Text excerpt =
This allowed veterans to appeal VA benefits
denials to a court and required VA to obey the
rule of law.
* Spearheading a long and successful lobbying
effort to establish and maintain the Vet Center
program.
* Providing unwavering advocacy for
congressional passage of laws supporting
increased job training and job-placement
assistance for unemployed and underemployed
Vietnam-era veterans.
* Taking the lead on minority veterans' issues,
including early and staunch support for the
creation of the Center of Minority Veterans and
the Advisory Committee on Minority Veterans
Affairs.
* VVA has been the major force on the issue of
Agent Orange for the past two decades. Our
Nehmer v. Veterans Administration lawsuit, filed
in 1986, forced the VA to begin compensating
veterans with diseases linked to Agent Orange.
VVA convinced Congress to pass the Agent Orange
Act of 1991, which required the National Academy
of Sciences to report on what diseases were
related to Agent Orange. As a result, VA now
pays compensation for nine such diseases.
* Being responsible for a 1996 law that, for the
first time in our nation's history, provides
medical care and compensation to the children of
veterans whose parents suffer genetic damage
from their military service-in this case Vietnam
veterans' children with the birth defect spina
bifida, which has been linked to their parents'
exposure to Agent Orange.

[Saved entries]
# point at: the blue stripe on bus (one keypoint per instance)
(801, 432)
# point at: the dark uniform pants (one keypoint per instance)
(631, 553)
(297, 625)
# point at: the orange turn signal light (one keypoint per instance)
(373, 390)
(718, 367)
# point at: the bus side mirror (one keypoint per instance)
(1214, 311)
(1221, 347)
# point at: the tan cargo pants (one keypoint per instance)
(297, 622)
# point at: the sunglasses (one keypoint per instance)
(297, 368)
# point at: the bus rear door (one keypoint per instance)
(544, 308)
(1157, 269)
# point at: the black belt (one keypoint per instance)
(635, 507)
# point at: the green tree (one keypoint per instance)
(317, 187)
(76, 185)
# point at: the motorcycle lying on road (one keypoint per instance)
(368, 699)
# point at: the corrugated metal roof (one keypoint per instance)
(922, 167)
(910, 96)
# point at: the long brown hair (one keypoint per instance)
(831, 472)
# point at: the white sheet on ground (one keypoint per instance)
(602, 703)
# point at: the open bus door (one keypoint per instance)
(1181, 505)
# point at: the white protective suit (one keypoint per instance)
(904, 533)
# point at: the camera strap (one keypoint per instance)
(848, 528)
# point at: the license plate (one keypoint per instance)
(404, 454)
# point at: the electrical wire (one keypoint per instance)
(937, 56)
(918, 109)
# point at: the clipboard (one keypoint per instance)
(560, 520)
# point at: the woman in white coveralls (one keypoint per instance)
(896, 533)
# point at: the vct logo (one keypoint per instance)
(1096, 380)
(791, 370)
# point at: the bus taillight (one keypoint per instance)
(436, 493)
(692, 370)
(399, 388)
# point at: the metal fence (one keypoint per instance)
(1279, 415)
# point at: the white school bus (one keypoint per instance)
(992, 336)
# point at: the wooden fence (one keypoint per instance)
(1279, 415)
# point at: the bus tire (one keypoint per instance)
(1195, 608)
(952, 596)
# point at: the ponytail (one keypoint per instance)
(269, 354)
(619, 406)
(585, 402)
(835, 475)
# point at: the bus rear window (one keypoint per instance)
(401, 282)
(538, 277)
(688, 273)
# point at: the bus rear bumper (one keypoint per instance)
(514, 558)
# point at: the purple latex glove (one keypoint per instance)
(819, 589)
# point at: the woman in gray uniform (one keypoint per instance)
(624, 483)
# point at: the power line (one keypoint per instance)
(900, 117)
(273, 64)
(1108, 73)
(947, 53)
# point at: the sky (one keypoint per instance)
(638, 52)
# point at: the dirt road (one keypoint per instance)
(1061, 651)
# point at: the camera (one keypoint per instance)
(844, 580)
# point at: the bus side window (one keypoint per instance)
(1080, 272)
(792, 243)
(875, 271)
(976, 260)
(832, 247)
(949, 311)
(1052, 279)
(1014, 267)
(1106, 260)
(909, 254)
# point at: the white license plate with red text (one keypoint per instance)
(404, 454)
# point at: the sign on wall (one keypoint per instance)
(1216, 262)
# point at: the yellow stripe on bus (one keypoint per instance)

Activities =
#1 Please edit the VVA advocacy text from "VVA convinced Congress" to "exposure to Agent Orange.", replacing "Congress" with "lawmakers".
#2 According to the VVA advocacy text, why does VA now pay compensation for nine diseases?
#3 In the VVA advocacy text, what year was the Nehmer v. Veterans Administration lawsuit filed?

Answers for this exercise =
#1
VVA convinced lawmakers to pass the Agent Orange
Act of 1991, which required the National Academy
of Sciences to report on what diseases were
related to Agent Orange. As a result, VA now
pays compensation for nine such diseases.
* Being responsible for a 1996 law that, for the
first time in our nation's history, provides
medical care and compensation to the children of
veterans whose parents suffer genetic damage
from their military service-in this case Vietnam
veterans' children with the birth defect spina
bifida, which has been linked to their parents'
exposure to Agent Orange.

#2 VVA convinced Congress to pass the Agent Orange Act of 1991. That act required the National Academy of Sciences to report on which diseases were related to Agent Orange, and as a result VA now pays compensation for nine such diseases.

#3 1986